What you should do:
The records below need to be repeated exactly, with every picture left out.
── Data to use
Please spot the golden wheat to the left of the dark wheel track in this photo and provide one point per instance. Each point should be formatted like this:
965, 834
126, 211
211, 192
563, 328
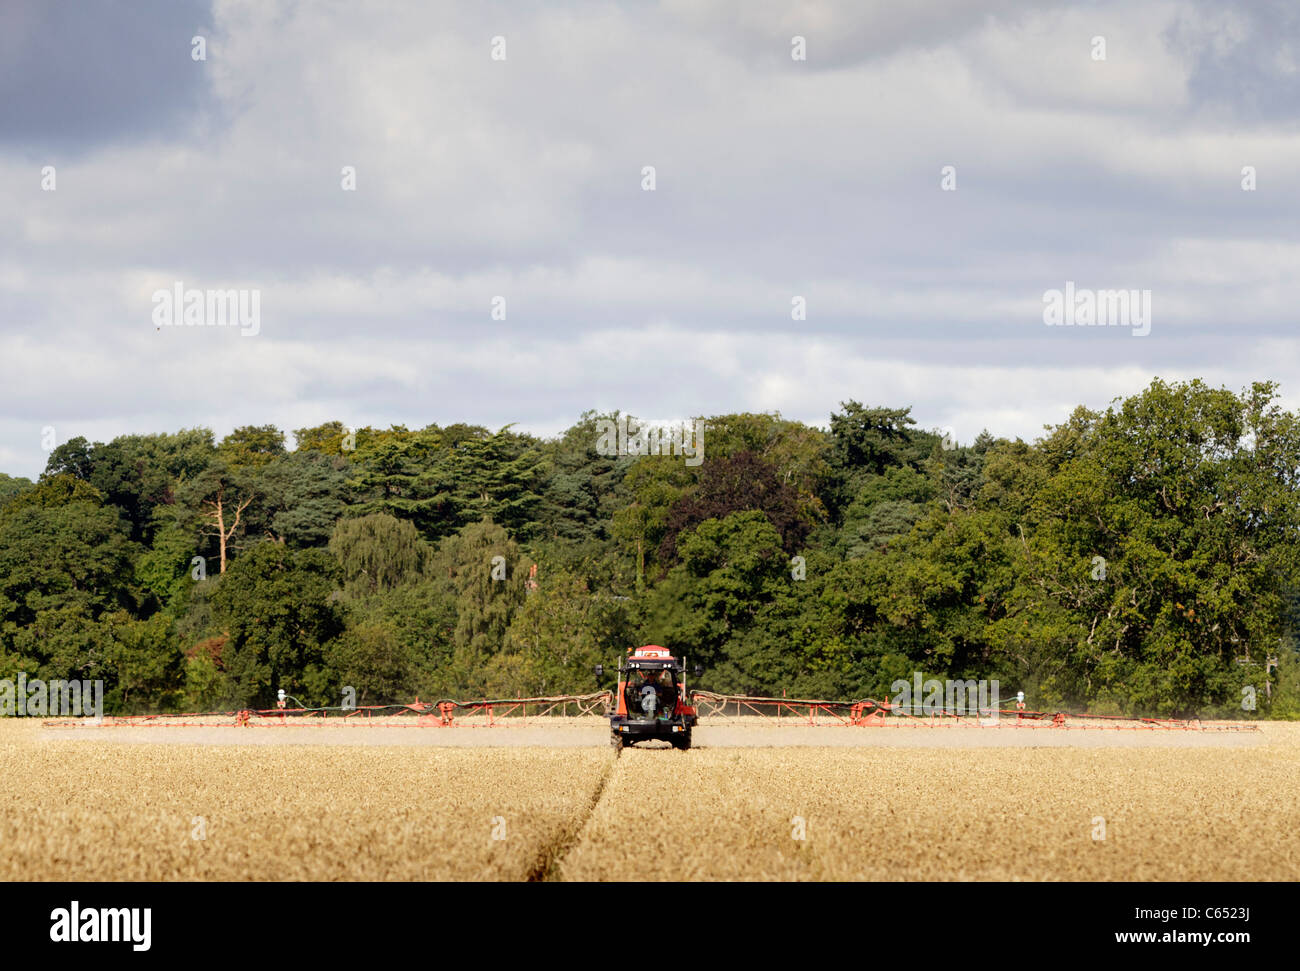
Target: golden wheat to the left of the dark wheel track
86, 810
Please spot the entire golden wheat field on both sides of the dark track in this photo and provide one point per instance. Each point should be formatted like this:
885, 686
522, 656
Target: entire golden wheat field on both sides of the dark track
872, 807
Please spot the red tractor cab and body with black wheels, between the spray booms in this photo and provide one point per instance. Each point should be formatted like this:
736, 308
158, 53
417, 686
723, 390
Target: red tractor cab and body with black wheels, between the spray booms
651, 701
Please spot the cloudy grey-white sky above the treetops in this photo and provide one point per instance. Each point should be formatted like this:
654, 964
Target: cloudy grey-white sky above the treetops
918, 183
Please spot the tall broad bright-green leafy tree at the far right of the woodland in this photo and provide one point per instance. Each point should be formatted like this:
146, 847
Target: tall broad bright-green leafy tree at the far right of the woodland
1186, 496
────
Written response:
Please spot the golden wheat to the left of the dark wheel track in this photo and provide one point per instance. Each point should be formatted like this:
965, 834
126, 211
211, 192
563, 328
Target: golden wheat to the left of the dark wheel track
86, 810
Please spot the entire golden wheat field on both sides of the dark track in this photo and provide one point per instance. Each point should be formatted like this:
885, 686
522, 656
Target: entire golden wheat field on both sides of the dark track
872, 807
Please spot the red tractor cab and body with black wheels, between the spray booms in this photo and provide one point per instance. Each point should be formatted like this:
736, 308
158, 53
417, 686
723, 390
Target: red tractor cab and body with black wheels, between the spray booms
651, 701
Please spot the cloudy grey-white sky above the treetops in this photo and provide one point per instance. Each point should be formatted like this:
654, 964
Target: cloudy grey-white sky above the treetops
918, 183
Please spot the tall broad bright-green leafy tree at the far right of the woodland in this photo and provide one point per instance. Each point should be formatted like this:
146, 847
Target: tall broad bright-green leafy tree at the far right of the woodland
1186, 496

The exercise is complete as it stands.